• _SOURCE PASSAGE_:

Dive Brief:
- Only a quarter of the 21,200 nurses recently surveyed by National Nurses United, the country's largest nurses union, think their employers are providing a safe workplace during the pandemic.
- Concerns over personal protective equipment persist, with 87% of nurses reporting they re-used at least one type of single-use PPE, such as an N95 respirator or a face shield. Though Centers for Disease Control and Prevention and Occupational Safety and Health Administration guidance now allow for such methods in certain circumstances, the union said the process is not safe, effective or scientifically proven.
- Staffing has gotten much worse recently, 27% of nurses reported. Thirty-percent said they were assigned to a clinical care area where they were expected to care for patients that require new skills or competencies and 42% of those nurses said their reassignment hindered their ability to do their job safely.
Dive Insight:
Nurses and other healthcare workers across the country staged protests and went on strike in recent months, sounding the alarm on what they deem as unsafe working conditions while fighting a highly infectious virus.
The health systems they work for, though, are also struggling, as widespread delays for non-COVID-related care continue depressing volumes and revenues. Many have instituted cost reduction measures, including furloughs or layoffs, while it remains to be seen if, and when, they'll return to pre-pandemic volumes.
The NNU survey results were gathered from more than 21,000 union and non-union nurses in all 50 states throughout this month.
Beyond inadequate PPE and staffing concerns, nurses also fear inadequate isolation of confirmed or suspected COVID-19 patients is putting other patients and staff at greater risk of infection, according to survey responses.

• _SOURCE INFORMATION_:
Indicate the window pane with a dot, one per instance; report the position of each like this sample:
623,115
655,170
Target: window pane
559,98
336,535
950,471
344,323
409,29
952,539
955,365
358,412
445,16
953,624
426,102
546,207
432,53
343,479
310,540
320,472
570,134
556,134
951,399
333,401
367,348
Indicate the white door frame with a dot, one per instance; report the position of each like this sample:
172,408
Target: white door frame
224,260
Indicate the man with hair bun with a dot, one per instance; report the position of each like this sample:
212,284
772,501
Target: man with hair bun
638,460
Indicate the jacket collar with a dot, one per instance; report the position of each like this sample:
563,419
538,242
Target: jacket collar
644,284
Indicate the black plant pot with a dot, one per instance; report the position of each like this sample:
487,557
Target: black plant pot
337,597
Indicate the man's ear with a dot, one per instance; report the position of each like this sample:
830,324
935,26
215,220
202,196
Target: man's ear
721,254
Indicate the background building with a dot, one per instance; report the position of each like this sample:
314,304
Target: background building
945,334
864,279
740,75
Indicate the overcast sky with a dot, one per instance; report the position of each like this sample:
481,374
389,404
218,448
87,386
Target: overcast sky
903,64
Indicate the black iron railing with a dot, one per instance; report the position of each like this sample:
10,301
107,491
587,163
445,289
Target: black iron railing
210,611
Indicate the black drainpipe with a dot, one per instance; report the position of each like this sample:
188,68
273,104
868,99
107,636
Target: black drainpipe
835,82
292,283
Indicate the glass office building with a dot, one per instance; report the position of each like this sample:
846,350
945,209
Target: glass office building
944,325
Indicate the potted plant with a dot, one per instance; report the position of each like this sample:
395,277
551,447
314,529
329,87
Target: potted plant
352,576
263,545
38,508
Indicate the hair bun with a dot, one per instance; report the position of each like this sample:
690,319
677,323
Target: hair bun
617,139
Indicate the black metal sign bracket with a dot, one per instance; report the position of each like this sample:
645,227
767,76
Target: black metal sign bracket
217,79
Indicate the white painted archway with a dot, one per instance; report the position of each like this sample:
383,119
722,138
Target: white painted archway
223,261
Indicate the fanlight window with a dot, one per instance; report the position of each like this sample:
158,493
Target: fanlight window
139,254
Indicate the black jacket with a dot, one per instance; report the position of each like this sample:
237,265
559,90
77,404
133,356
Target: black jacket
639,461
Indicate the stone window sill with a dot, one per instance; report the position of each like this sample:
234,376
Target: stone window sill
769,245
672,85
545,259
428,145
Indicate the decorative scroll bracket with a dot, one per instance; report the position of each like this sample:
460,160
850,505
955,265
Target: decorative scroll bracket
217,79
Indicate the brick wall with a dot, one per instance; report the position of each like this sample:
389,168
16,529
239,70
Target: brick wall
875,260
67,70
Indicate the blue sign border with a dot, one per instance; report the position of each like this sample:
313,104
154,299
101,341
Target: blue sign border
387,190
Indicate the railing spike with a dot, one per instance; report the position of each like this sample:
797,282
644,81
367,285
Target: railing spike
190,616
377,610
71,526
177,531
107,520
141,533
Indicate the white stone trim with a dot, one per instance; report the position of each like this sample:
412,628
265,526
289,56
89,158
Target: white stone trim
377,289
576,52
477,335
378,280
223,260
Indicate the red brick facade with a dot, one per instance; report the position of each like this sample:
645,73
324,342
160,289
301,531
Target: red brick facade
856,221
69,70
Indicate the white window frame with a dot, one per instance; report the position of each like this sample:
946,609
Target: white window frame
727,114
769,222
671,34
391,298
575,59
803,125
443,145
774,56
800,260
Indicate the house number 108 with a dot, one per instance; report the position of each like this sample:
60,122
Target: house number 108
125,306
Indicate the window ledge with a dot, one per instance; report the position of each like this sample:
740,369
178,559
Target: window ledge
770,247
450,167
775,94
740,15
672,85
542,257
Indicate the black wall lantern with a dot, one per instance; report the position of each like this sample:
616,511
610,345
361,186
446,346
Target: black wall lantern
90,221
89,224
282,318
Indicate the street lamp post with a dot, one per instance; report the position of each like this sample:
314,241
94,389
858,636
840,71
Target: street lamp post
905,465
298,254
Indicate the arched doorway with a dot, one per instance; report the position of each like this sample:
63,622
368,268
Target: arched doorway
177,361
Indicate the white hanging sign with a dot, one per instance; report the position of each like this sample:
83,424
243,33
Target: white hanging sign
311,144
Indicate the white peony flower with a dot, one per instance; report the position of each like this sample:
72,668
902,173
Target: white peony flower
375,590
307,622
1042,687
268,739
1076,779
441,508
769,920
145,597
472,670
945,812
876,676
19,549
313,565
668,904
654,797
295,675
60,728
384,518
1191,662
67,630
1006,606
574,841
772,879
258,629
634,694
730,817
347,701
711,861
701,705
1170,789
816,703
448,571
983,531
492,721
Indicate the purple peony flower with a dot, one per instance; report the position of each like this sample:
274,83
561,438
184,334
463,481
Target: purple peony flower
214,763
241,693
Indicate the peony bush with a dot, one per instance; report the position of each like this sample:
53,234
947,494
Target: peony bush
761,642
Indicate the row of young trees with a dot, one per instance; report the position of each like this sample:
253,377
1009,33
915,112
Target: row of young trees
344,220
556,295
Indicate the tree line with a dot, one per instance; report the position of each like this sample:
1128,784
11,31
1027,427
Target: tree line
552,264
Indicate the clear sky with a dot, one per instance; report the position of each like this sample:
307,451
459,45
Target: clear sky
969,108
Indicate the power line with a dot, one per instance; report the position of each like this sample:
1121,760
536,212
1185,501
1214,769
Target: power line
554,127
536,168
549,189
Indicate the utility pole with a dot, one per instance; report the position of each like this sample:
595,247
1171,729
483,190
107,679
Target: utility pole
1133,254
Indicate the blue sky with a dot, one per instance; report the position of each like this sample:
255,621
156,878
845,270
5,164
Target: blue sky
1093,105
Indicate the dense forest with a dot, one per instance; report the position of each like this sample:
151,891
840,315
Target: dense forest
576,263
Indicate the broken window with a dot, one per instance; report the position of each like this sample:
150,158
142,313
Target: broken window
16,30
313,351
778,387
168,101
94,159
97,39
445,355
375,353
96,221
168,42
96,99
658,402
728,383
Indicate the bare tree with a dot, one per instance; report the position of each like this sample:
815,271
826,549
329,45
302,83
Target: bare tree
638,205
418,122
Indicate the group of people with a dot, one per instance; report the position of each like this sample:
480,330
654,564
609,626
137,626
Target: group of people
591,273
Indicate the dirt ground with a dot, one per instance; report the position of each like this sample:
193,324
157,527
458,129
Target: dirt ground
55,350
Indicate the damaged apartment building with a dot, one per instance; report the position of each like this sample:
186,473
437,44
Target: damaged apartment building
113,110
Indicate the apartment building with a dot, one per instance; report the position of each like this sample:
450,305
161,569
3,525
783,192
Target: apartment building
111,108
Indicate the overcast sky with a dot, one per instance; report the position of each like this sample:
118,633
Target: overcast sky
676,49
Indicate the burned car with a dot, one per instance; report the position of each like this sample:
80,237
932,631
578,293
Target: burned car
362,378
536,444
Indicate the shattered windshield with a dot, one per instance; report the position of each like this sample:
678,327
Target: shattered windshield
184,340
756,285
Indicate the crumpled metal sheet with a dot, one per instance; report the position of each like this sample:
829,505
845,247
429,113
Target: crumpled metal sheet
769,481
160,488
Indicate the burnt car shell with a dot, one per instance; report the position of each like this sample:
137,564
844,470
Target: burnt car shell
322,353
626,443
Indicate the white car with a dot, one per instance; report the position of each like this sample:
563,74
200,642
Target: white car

• _PROBLEM TO SOLVE_: Quote the nurse survey passage from "The health systems" up to and including "to pre-pandemic volumes.".

• _OUTPUT BELOW_:
The health systems they work for, though, are also struggling, as widespread delays for non-COVID-related care continue depressing volumes and revenues. Many have instituted cost reduction measures, including furloughs or layoffs, while it remains to be seen if, and when, they'll return to pre-pandemic volumes.